Aim of the exercise
Every entry must be given again exactly. Include no pictures.

Supplied data
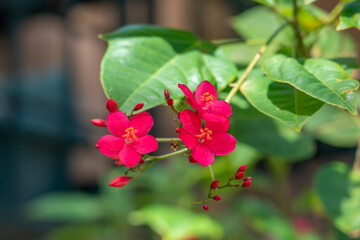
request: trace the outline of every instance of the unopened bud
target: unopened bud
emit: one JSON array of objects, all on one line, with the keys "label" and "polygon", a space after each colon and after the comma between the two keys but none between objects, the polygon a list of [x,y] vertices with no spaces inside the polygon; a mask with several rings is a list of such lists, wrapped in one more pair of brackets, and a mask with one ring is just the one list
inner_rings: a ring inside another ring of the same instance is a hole
[{"label": "unopened bud", "polygon": [[168,99],[170,97],[170,93],[166,89],[164,89],[164,96],[165,96],[166,99]]},{"label": "unopened bud", "polygon": [[140,109],[142,109],[143,108],[143,106],[144,106],[144,103],[138,103],[138,104],[136,104],[135,105],[135,107],[134,107],[134,111],[137,111],[137,110],[140,110]]},{"label": "unopened bud", "polygon": [[215,195],[215,196],[213,197],[213,199],[214,199],[215,201],[220,201],[220,200],[221,200],[221,197],[220,197],[219,195]]},{"label": "unopened bud", "polygon": [[247,168],[247,165],[245,164],[245,165],[240,166],[237,171],[238,172],[245,172],[246,168]]},{"label": "unopened bud", "polygon": [[218,186],[219,186],[219,180],[214,180],[210,185],[211,188],[217,188]]},{"label": "unopened bud", "polygon": [[169,98],[166,100],[167,105],[172,106],[174,105],[174,100],[172,98]]},{"label": "unopened bud", "polygon": [[238,179],[238,180],[240,180],[240,179],[242,179],[243,177],[244,177],[244,172],[238,172],[237,174],[236,174],[236,176],[235,176],[235,178],[236,179]]},{"label": "unopened bud", "polygon": [[107,100],[106,108],[109,112],[115,112],[115,111],[119,110],[116,101],[111,98],[109,98],[109,100]]},{"label": "unopened bud", "polygon": [[190,156],[189,157],[189,162],[190,163],[196,163],[196,160],[195,160],[195,158],[193,156]]},{"label": "unopened bud", "polygon": [[204,205],[204,206],[203,206],[203,209],[204,209],[205,211],[207,211],[207,210],[209,210],[209,206],[208,206],[208,205]]},{"label": "unopened bud", "polygon": [[140,159],[140,164],[144,164],[145,163],[145,160],[144,159]]},{"label": "unopened bud", "polygon": [[251,185],[251,181],[244,181],[242,187],[247,188],[247,187],[250,187],[250,185]]},{"label": "unopened bud", "polygon": [[179,133],[179,132],[180,132],[180,128],[176,128],[175,131],[176,131],[177,133]]},{"label": "unopened bud", "polygon": [[244,178],[244,181],[251,181],[252,180],[252,177],[246,177]]},{"label": "unopened bud", "polygon": [[123,163],[122,163],[122,161],[121,161],[120,159],[117,160],[117,161],[115,161],[115,164],[116,164],[116,165],[119,165],[119,166],[123,165]]},{"label": "unopened bud", "polygon": [[100,118],[91,119],[91,123],[97,127],[106,127],[105,120]]},{"label": "unopened bud", "polygon": [[96,148],[99,148],[99,144],[96,144],[95,147],[96,147]]},{"label": "unopened bud", "polygon": [[131,179],[132,179],[132,177],[126,177],[126,176],[116,177],[109,183],[109,186],[111,186],[111,187],[123,187],[126,184],[128,184]]}]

Response box
request: trace the outline of every instance of the unopened bud
target: unopened bud
emit: one JSON array of objects, all on one line, with the keys "label" and "polygon", a space after each colon and after the comma between the two keys but none between objects, the polygon a list of [x,y] vertices with no spaces inside the polygon; a mask with several rings is a list of such lists, wrapped in one more pair of brackets, and a mask with one ring is just the one list
inner_rings: a ring inside another ring of the same instance is a hole
[{"label": "unopened bud", "polygon": [[168,99],[170,97],[170,93],[166,89],[164,89],[164,96],[165,96],[166,99]]},{"label": "unopened bud", "polygon": [[140,109],[142,109],[143,108],[143,106],[144,106],[144,103],[138,103],[138,104],[136,104],[135,105],[135,107],[134,107],[134,111],[137,111],[137,110],[140,110]]},{"label": "unopened bud", "polygon": [[215,195],[215,196],[213,197],[213,199],[214,199],[215,201],[220,201],[220,200],[221,200],[221,197],[220,197],[219,195]]},{"label": "unopened bud", "polygon": [[247,168],[247,165],[245,164],[245,165],[240,166],[237,171],[238,172],[245,172],[246,168]]},{"label": "unopened bud", "polygon": [[218,186],[219,186],[219,180],[214,180],[210,185],[211,188],[217,188]]},{"label": "unopened bud", "polygon": [[169,98],[166,100],[167,105],[172,106],[174,105],[174,100],[172,98]]},{"label": "unopened bud", "polygon": [[238,179],[238,180],[240,180],[240,179],[242,179],[243,177],[244,177],[244,172],[238,172],[237,174],[236,174],[236,176],[235,176],[235,178],[236,179]]},{"label": "unopened bud", "polygon": [[107,100],[106,108],[109,112],[115,112],[115,111],[119,110],[116,101],[111,98],[109,98],[109,100]]},{"label": "unopened bud", "polygon": [[190,156],[189,157],[189,162],[190,163],[196,163],[196,160],[195,160],[195,158],[193,156]]},{"label": "unopened bud", "polygon": [[204,205],[204,206],[203,206],[203,209],[204,209],[205,211],[207,211],[207,210],[209,210],[209,206],[208,206],[208,205]]},{"label": "unopened bud", "polygon": [[140,159],[140,164],[144,164],[145,163],[145,160],[144,159]]},{"label": "unopened bud", "polygon": [[251,185],[251,181],[244,181],[242,187],[247,188],[247,187],[250,187],[250,185]]},{"label": "unopened bud", "polygon": [[179,133],[179,132],[180,132],[180,128],[176,128],[175,131],[176,131],[177,133]]},{"label": "unopened bud", "polygon": [[244,178],[244,181],[251,181],[252,180],[252,177],[246,177]]},{"label": "unopened bud", "polygon": [[123,163],[122,163],[122,161],[121,161],[120,159],[117,160],[117,161],[115,161],[115,164],[116,164],[116,165],[119,165],[119,166],[123,165]]},{"label": "unopened bud", "polygon": [[100,118],[91,119],[91,123],[97,127],[106,127],[105,120]]},{"label": "unopened bud", "polygon": [[96,148],[99,148],[99,144],[96,144],[95,147],[96,147]]},{"label": "unopened bud", "polygon": [[131,179],[132,179],[132,177],[126,177],[126,176],[116,177],[109,183],[109,186],[111,186],[111,187],[123,187],[126,184],[128,184]]}]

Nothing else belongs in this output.